# SOURCE start

Lisa Abramowicz is a Bloomberg Gadfly columnist covering the debt markets. She has written about debt markets for Bloomberg News since 2010.

Few people thought Steven Cohen and passive would ever appear in the same sentence. Until now.

Cohen, the hedge-fund manager who became a billionaire by actively trading and betting on stocks, is funneling money to Acorns Grow, an app maker that encourages users to regularly put their spare change in a basket of exchange-traded funds, according to a Wall Street Journal article. Most ETFs are passively managed, meaning that they simply seek to replicate the returns on an index of stocks, bonds or other assets rather than outperform a benchmark.

Cohen's investment in this company is just $2 million, delivered through an early-stage venture fund backed by his Stamford, Connecticut-based family office, Point72 Asset Management. That's a negligible amount considering that Cohen is one of the richest people in the U.S. But this gesture has greater significance.

Even one of the most well-known active money managers, who posted 30 percent annualized returns before he was sidelined after his original firm, SAC Capital, pleaded guilty in 2013 to securities fraud, believes that passive management may have more relevance for younger investors than actively managed funds.

# SOURCE end
# SUPPLIED INFORMATION start

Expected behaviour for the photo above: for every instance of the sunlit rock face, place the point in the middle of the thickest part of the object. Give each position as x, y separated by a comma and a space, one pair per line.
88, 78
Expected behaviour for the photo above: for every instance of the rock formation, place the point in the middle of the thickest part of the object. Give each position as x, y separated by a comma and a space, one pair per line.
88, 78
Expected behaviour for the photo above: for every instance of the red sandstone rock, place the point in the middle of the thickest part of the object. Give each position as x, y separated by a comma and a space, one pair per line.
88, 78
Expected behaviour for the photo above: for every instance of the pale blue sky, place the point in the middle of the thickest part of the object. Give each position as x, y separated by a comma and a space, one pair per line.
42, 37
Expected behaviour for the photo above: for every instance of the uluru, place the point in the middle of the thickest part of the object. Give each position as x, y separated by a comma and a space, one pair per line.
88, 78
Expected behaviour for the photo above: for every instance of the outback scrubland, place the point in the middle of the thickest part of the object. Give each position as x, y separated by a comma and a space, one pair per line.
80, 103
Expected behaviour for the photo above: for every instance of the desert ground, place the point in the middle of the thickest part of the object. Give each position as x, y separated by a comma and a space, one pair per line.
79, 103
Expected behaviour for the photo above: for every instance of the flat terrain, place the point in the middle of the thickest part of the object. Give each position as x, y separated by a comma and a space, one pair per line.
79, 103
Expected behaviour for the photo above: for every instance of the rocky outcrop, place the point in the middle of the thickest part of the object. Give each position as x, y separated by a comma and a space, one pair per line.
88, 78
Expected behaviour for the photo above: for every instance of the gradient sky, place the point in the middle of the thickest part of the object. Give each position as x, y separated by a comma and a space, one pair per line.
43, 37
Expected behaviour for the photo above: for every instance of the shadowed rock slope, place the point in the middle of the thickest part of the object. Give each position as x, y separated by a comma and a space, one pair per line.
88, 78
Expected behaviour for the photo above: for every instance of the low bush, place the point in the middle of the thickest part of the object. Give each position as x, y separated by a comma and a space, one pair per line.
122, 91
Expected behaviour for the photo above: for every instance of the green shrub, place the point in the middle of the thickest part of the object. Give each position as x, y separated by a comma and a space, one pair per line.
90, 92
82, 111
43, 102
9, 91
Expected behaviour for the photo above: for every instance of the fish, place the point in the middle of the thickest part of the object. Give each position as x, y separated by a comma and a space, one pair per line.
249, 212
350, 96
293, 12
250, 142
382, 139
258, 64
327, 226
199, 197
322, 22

# SUPPLIED INFORMATION end

● WORK INSTRUCTIONS
1. Please answer these questions about the column on Steven Cohen's investment in Acorns Grow:
(a) Since what year has Lisa Abramowicz written about debt markets for Bloomberg News?
(b) How much money has Cohen put into Acorns Grow?
(c) In what year did SAC Capital plead guilty to securities fraud?
2. Write the next part of the column on Steven Cohen's investment in Acorns Grow, picking up after its final sentence.
The records have no connection to the text.

● ANSWERS BY TASK
1.
(a) 2010
(b) $2 million
(c) 2013

2.
In other words, the trend away from human judgment toward passive investments is going to continue, leading to further restructuring in the investment-management industry. Already in the past few years, passive funds have experienced huge inflows while active ones have suffered withdrawals. While there are spots where active management may regularly outperform going forward, it's hard to see what can change this broader trend toward ETFs. 

Meteoric Rise
ETFs have experienced a much sharper increase in assets than mutual funds in the past decade
Source:, Investment Company Institute

That's a much deeper interpretation than Cohen's team would give to this investment. Pete Casella, a partner at Cohen's Point72 Ventures, said the stake was "not an existential call on the future of passive investment" but simply an understanding that young investors who bet on one stock and lose may be turned off from investing forever, according to the Wall Street Journal article.

But this is exactly the point. Younger workers have come of age at a time when passive funds have generally outperformed actively managed strategies across all asset classes. Younger workers know they can't count on public or corporate pensions to support them when they retire. Many are not looking to hit an investing home run; they just want to avoid losses and build enough for the future.

Cohen himself doesn't have particularly encouraging words when it comes to the future of human judgment. 

"Frankly, I'm blown away by the lack of talent," he said earlier this year at the Milken Institute Global Conference in California. “It’s not easy to find great people. ... Talent is really thin.”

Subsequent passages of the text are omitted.